What you need to do - Reproduce exactly the lines below, starting with the line that contains "Each instance of the front" and ending with the last line of the records, both included, and nothing else.

Coordinate annotation records
━━━━━━━━━━━━━━━━━━━━━━━━━━━━━━

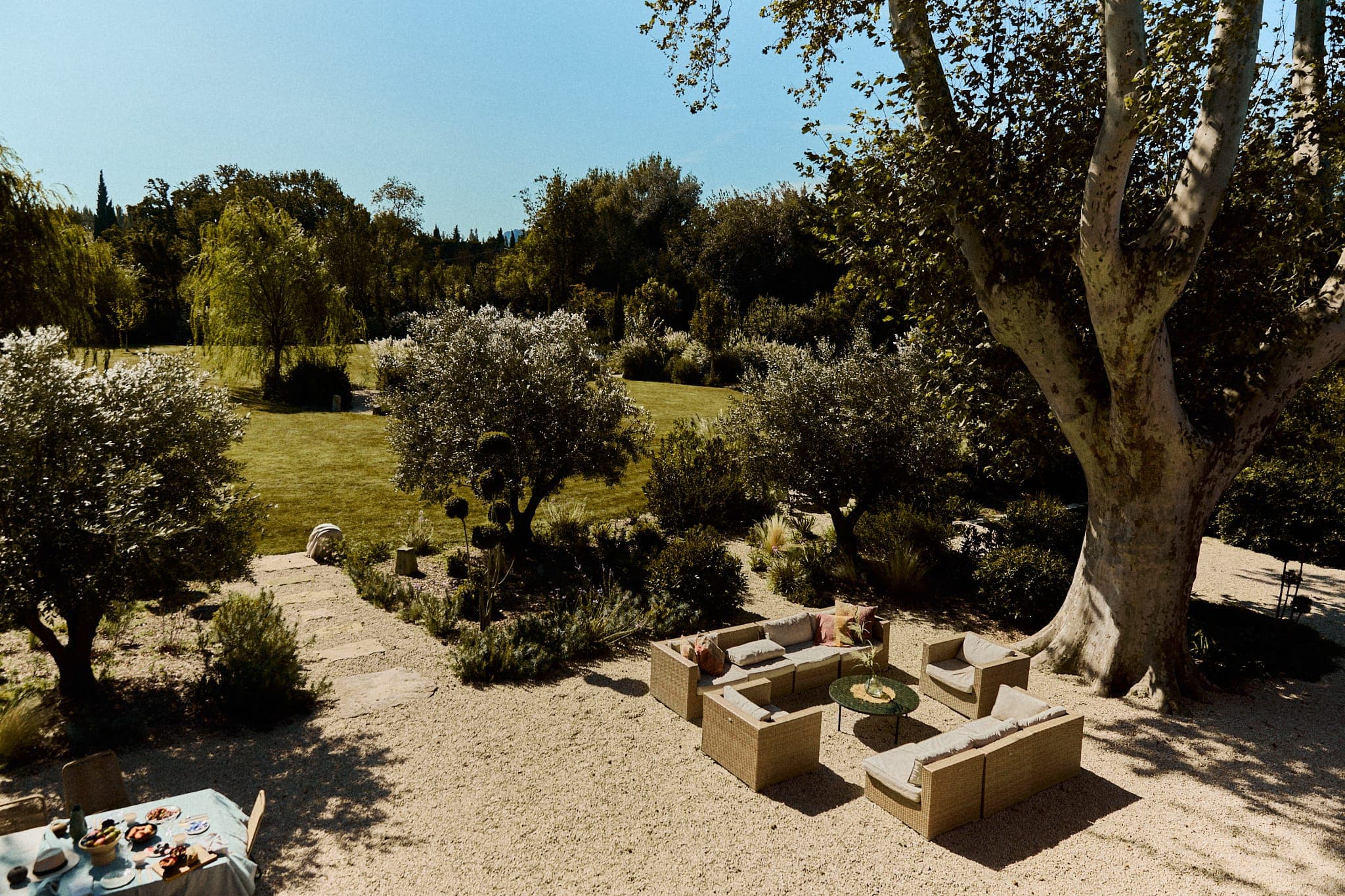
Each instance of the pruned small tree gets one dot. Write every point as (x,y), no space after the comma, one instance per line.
(115,486)
(539,383)
(260,292)
(844,431)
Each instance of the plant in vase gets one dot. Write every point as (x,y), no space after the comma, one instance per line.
(868,661)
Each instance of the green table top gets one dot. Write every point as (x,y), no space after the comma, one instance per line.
(906,700)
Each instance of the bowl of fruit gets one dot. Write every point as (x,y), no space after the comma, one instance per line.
(101,843)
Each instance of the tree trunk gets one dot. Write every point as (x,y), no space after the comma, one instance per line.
(1124,624)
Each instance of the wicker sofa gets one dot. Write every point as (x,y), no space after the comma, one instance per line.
(969,684)
(680,684)
(979,781)
(761,753)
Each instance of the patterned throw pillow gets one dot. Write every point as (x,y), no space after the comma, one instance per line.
(708,656)
(864,616)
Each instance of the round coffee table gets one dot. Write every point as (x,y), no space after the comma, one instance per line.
(903,703)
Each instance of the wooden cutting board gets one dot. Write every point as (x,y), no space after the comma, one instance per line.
(202,856)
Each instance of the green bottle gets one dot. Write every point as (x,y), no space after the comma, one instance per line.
(78,828)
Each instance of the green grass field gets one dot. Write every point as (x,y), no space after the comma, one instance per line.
(337,468)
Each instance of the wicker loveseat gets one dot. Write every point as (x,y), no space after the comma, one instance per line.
(761,752)
(680,684)
(1028,756)
(970,681)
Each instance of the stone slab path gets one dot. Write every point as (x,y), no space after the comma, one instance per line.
(362,671)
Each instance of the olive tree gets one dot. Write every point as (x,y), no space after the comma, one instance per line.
(260,291)
(115,486)
(844,431)
(1066,165)
(539,382)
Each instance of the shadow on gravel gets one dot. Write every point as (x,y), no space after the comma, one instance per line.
(1040,822)
(318,789)
(814,793)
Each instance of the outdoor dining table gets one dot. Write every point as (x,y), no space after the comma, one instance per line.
(231,875)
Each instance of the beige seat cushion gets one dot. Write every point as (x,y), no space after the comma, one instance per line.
(811,653)
(954,673)
(790,630)
(1013,704)
(979,652)
(739,673)
(988,730)
(755,652)
(1046,715)
(931,750)
(893,769)
(743,706)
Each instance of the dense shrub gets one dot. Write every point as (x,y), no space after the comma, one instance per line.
(313,385)
(1290,509)
(1046,523)
(883,532)
(1232,645)
(685,371)
(580,625)
(254,672)
(695,479)
(1023,585)
(697,570)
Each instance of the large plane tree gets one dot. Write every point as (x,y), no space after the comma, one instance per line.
(1143,200)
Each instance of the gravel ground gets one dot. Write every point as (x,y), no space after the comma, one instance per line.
(588,785)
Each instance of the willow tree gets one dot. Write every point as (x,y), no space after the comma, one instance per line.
(1069,164)
(260,292)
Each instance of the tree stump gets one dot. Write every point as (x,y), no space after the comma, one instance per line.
(407,562)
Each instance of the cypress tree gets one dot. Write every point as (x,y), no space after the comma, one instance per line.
(104,215)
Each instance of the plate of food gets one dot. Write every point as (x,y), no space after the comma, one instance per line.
(142,833)
(118,879)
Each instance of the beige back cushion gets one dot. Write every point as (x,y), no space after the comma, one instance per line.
(979,652)
(790,630)
(1015,706)
(935,748)
(745,654)
(744,706)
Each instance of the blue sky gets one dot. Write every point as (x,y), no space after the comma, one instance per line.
(464,98)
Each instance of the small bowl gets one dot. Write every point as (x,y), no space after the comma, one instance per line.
(108,852)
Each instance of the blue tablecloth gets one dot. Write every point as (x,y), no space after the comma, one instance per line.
(229,875)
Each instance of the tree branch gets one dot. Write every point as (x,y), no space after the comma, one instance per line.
(1173,242)
(1313,341)
(1105,191)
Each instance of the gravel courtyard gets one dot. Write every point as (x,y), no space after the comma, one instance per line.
(588,785)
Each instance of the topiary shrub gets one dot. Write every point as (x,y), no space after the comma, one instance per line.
(314,383)
(697,570)
(685,371)
(695,479)
(1023,585)
(254,672)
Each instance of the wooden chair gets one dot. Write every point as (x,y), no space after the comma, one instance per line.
(96,784)
(22,815)
(255,819)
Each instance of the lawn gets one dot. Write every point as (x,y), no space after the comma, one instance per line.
(315,467)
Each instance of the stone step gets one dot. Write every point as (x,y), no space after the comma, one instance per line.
(376,691)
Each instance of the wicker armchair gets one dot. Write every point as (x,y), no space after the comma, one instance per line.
(761,753)
(950,794)
(1011,671)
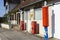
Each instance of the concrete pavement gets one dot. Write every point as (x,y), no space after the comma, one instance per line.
(18,35)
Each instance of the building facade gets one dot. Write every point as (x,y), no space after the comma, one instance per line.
(32,12)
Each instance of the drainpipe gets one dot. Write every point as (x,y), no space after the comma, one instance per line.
(45,19)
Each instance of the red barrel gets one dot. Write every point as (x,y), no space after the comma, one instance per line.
(21,25)
(34,24)
(45,16)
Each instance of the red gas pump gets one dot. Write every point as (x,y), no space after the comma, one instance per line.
(21,25)
(34,24)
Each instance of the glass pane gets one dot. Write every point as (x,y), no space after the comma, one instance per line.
(28,15)
(38,14)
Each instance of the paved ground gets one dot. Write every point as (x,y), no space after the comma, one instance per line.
(17,35)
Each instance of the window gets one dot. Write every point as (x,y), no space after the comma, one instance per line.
(22,0)
(27,15)
(38,14)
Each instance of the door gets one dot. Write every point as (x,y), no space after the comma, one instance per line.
(56,11)
(28,26)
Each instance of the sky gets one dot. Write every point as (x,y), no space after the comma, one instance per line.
(2,8)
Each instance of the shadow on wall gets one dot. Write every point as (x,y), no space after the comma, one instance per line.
(53,23)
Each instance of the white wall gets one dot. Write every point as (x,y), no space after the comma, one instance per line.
(56,9)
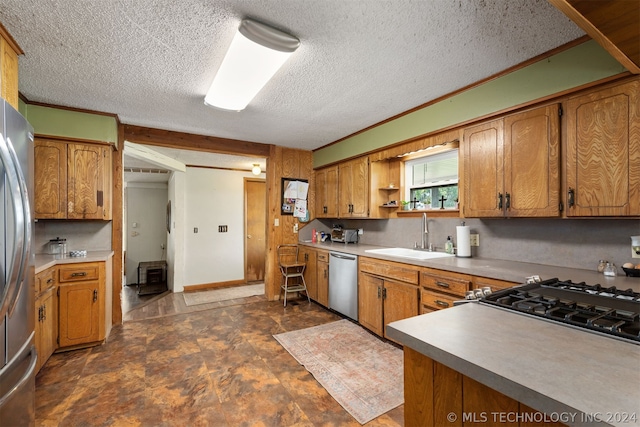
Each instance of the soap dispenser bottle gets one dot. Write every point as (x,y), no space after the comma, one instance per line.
(448,246)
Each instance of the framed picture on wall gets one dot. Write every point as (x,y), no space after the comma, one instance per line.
(294,190)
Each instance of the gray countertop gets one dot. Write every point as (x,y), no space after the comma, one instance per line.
(551,367)
(512,271)
(44,261)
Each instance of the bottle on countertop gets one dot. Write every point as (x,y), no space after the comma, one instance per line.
(448,246)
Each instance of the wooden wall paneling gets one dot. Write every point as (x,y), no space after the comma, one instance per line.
(117,226)
(281,163)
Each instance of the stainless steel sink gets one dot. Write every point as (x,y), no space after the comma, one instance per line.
(409,253)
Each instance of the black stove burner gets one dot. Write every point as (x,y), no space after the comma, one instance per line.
(606,310)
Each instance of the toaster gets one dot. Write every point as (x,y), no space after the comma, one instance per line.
(344,235)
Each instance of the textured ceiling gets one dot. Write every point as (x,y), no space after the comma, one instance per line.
(360,61)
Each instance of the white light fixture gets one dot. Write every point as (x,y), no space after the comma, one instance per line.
(255,55)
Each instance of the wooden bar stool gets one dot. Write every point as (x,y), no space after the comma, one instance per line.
(291,268)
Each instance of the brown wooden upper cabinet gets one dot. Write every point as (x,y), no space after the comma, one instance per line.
(327,192)
(342,191)
(72,180)
(603,152)
(512,165)
(353,188)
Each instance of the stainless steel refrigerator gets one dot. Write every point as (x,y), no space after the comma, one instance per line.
(17,271)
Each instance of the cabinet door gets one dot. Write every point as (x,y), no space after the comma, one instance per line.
(532,163)
(327,192)
(345,189)
(8,73)
(603,152)
(360,188)
(370,302)
(50,174)
(482,150)
(45,327)
(353,187)
(86,186)
(400,302)
(323,282)
(79,313)
(308,255)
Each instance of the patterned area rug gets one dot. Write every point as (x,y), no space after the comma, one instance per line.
(363,373)
(224,294)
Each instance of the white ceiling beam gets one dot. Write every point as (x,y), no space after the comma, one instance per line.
(146,154)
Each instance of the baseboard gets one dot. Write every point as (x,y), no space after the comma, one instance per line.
(217,285)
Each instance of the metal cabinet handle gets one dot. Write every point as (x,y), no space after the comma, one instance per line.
(571,197)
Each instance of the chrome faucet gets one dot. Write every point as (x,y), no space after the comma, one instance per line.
(424,232)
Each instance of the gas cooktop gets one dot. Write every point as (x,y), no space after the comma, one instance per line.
(608,311)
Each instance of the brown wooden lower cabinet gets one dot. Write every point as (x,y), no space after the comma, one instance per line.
(322,275)
(46,322)
(82,304)
(436,395)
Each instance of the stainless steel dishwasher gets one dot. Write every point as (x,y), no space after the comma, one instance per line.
(343,284)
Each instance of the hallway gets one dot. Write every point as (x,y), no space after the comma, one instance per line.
(213,367)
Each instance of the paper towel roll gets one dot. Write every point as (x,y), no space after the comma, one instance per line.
(463,240)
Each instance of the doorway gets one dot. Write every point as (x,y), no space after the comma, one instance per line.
(255,205)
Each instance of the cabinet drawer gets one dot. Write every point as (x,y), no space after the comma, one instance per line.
(494,284)
(323,256)
(445,281)
(392,270)
(79,272)
(45,279)
(436,300)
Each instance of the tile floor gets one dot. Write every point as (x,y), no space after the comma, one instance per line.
(216,367)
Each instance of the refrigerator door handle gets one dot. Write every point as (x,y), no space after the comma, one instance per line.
(15,184)
(25,239)
(27,348)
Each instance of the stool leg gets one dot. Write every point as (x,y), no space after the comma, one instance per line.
(305,289)
(286,289)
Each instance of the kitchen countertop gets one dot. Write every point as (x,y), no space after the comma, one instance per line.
(512,271)
(44,261)
(550,367)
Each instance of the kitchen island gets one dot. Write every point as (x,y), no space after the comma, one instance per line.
(573,376)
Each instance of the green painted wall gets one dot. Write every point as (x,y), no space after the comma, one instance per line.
(72,124)
(579,65)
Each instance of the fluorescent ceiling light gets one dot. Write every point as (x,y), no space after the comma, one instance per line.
(255,55)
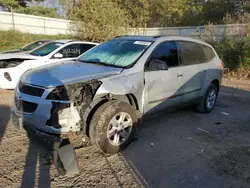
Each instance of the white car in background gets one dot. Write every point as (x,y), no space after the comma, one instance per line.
(12,66)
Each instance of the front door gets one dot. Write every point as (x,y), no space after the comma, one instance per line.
(163,87)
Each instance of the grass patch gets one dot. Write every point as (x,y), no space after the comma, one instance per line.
(11,39)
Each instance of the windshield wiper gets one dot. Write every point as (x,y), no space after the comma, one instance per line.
(100,63)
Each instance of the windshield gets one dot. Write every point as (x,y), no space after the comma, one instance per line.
(33,45)
(117,52)
(46,49)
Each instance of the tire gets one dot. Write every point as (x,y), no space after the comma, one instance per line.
(101,122)
(204,107)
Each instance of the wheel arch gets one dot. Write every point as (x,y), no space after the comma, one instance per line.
(88,114)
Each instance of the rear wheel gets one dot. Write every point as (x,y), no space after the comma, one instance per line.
(113,126)
(209,100)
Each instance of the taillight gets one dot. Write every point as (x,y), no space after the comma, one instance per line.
(7,76)
(222,64)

━━━━━━━━━━━━━━━━━━━━━━━━━━━━━━

Answer for the task -
Each instance of the front door gets one dot. Write every point as (x,y), no space after the comma, one instance per line.
(163,87)
Each instance of the grass patch gets one dot. Write every point as (x,y), no space after the comma, one instance per line.
(11,39)
Each instance of the windshield wiper gets one dot. Write every point as (x,y), no space after the comma, one instance per line.
(100,63)
Each instance of the windshield gets one dot. Write every point as (x,y), no space after the comma, one instance per line.
(33,45)
(117,52)
(46,49)
Each instance of the tire gets one dot. Write every point as (x,y), no space after the comma, one instance per line.
(101,122)
(204,107)
Each instance of the wheel arch gets one dot. Write every point as (x,y), no space after the comma, one instance per line.
(88,114)
Each instance of the rear wheel gets one dot. Write every point as (x,y), no space after the comma, one instance per line.
(113,126)
(209,100)
Each instance of the taillight gets one dot. Write every point as (x,y), no space after the comma, one instance per line.
(7,76)
(222,64)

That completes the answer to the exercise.